(Entries drawn from a collection)
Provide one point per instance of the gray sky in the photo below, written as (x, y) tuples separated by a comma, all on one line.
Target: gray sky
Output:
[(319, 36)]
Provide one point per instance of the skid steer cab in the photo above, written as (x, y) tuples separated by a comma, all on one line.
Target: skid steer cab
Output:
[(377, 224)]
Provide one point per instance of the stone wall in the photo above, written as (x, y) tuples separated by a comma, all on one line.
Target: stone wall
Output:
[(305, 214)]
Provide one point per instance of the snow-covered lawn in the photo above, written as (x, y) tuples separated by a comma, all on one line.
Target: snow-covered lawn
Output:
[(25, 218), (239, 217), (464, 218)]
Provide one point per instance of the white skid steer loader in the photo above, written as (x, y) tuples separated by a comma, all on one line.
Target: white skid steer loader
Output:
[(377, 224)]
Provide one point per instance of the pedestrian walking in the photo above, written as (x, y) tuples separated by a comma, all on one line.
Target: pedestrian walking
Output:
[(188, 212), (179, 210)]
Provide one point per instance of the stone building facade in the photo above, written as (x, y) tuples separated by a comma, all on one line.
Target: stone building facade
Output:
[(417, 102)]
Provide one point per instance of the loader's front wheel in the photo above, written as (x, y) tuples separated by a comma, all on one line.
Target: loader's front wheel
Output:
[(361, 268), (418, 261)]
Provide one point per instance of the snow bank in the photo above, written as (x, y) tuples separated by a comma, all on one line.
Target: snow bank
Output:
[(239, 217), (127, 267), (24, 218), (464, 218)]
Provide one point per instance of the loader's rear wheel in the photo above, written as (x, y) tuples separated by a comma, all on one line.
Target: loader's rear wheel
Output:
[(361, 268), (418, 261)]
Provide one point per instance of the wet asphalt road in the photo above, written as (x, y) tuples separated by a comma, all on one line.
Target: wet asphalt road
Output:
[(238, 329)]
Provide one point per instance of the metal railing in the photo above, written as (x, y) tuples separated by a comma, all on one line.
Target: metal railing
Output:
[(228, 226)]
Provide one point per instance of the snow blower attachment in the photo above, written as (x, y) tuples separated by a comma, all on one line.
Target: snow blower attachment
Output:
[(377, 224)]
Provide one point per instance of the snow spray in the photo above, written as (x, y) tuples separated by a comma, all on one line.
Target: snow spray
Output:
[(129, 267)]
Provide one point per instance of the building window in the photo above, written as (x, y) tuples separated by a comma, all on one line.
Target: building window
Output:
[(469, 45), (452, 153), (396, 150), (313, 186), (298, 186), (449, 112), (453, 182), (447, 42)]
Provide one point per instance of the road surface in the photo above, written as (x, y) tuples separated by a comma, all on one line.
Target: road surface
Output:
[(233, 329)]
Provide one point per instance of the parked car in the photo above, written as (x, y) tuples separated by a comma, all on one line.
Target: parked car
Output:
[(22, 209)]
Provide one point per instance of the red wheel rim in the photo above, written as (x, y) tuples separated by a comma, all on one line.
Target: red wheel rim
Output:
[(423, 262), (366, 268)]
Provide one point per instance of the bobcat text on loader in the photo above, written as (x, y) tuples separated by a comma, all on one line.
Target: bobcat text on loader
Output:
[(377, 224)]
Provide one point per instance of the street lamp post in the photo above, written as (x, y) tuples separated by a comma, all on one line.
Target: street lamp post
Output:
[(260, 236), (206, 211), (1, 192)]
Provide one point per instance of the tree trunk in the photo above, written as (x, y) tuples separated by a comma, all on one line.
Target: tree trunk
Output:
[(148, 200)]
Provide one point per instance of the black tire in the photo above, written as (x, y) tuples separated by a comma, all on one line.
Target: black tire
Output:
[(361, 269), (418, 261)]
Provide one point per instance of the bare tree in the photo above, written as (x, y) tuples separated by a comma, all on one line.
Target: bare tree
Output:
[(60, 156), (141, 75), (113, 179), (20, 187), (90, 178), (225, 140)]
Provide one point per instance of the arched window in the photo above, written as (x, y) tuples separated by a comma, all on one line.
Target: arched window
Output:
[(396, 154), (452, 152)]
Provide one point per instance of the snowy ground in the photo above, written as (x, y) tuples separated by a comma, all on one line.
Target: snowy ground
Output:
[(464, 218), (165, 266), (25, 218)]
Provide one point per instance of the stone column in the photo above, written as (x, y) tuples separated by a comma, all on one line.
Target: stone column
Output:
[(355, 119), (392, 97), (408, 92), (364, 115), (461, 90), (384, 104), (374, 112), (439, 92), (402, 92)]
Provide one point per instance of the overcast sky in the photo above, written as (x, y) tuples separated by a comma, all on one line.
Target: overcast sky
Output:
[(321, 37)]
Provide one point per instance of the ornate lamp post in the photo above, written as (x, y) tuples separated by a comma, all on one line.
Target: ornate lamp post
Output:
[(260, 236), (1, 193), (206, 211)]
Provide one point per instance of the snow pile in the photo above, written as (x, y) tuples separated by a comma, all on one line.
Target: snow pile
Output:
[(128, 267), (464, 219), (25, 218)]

...

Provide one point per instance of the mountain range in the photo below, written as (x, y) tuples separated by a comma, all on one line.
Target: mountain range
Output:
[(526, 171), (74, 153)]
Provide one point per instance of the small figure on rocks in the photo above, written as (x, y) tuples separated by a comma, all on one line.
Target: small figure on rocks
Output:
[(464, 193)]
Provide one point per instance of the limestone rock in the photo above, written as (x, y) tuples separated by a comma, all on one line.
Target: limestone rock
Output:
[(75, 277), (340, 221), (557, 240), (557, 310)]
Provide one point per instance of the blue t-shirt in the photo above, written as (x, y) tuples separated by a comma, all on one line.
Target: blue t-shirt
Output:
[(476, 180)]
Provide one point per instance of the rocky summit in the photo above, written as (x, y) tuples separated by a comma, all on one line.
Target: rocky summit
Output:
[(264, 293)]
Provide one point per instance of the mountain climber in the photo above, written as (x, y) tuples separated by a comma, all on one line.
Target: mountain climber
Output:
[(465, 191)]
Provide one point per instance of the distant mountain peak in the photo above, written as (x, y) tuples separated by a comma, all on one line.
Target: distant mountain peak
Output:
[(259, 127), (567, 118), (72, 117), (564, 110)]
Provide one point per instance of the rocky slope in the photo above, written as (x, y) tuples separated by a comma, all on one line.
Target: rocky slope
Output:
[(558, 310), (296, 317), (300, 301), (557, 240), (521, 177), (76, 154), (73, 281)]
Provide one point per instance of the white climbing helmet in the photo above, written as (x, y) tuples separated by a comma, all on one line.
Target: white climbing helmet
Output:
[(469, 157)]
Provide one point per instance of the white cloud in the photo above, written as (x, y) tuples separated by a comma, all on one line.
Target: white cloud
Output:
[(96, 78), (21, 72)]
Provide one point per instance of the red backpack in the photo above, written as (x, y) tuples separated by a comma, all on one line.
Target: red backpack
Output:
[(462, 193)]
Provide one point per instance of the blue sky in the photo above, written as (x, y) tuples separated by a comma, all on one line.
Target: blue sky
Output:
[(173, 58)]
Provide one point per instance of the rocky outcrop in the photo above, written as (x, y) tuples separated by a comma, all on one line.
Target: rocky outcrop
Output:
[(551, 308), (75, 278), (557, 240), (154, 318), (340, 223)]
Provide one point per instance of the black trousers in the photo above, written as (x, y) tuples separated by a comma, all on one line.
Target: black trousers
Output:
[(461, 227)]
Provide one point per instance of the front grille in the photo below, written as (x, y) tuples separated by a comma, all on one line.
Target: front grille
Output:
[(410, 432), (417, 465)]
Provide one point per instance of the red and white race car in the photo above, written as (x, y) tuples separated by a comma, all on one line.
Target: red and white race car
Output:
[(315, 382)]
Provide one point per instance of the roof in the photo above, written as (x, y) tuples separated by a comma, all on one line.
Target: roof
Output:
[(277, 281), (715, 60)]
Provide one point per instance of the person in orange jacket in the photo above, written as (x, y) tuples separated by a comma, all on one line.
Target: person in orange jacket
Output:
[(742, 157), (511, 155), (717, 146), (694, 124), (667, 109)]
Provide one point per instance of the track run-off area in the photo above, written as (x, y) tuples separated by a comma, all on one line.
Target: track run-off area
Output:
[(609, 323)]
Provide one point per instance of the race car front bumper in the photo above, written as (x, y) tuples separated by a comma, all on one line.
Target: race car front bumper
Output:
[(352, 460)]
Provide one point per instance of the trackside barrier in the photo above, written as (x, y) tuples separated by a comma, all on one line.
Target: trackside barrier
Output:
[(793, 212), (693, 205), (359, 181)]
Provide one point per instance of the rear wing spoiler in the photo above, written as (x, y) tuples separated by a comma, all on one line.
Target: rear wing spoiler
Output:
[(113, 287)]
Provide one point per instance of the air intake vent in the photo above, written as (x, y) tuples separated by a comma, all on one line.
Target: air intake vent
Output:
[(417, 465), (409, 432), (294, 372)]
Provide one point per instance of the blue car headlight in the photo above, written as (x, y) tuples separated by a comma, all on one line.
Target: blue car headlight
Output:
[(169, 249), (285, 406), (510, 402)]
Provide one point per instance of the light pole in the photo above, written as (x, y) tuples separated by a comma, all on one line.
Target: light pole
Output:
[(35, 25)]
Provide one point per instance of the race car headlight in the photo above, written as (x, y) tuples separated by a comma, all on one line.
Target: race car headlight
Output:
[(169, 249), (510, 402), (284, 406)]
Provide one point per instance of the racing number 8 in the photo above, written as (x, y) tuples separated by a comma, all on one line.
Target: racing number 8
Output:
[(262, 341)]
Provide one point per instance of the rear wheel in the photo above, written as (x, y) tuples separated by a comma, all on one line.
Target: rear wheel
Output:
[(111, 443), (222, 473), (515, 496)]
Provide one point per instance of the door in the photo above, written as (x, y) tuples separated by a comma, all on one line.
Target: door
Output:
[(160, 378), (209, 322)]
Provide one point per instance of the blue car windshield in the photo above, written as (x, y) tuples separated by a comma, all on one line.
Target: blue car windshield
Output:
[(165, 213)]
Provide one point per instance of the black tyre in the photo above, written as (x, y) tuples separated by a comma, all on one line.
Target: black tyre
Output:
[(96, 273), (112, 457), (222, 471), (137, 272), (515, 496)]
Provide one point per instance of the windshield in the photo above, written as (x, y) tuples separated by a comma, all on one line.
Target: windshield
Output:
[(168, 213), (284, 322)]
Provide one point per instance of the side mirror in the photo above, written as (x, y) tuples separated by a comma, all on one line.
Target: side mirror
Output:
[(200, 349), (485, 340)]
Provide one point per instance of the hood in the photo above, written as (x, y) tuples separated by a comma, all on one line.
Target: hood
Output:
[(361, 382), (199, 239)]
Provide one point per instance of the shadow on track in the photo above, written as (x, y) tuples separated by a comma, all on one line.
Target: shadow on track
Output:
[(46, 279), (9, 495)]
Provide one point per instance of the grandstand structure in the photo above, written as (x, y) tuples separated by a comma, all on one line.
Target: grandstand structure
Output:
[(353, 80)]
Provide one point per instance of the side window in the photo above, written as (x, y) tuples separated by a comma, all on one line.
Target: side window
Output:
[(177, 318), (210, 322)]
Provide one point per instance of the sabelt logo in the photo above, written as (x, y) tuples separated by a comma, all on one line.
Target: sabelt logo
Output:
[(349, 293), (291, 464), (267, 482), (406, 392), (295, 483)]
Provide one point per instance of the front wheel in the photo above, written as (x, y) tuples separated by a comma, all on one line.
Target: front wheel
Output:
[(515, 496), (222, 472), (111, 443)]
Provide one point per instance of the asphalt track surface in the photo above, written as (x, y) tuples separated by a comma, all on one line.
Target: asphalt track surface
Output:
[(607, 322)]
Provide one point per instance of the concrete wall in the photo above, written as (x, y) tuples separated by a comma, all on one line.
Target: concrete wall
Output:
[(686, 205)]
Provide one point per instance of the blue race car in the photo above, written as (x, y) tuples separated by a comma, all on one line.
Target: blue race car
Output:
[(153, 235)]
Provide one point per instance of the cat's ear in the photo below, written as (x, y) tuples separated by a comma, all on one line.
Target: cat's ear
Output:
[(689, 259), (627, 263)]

-- INSTRUCTIONS FOR THE TASK --
Copy the listing from the line with "Provide one point per instance of the white skid" up to and including the line with "[(417, 102)]", swapping "pedestrian walking" for "person walking" and keeping everything else as it is.

-- EXPECTED OUTPUT --
Provide one point per instance of the white skid steer loader in the photo above, written as (x, y) tuples separated by a comma, all on one line.
Target: white skid steer loader
Output:
[(377, 224)]
Provide one point per instance of the person walking in the photo above, written as (x, y) tuples separated by a comma, all on one line.
Target: person walking
Output:
[(188, 212), (179, 210)]
Provide one point per instance of the stone building facade in the photo above, written as (x, y) tuples separated by a comma, all on one line.
Target: stone building facade
Output:
[(417, 102)]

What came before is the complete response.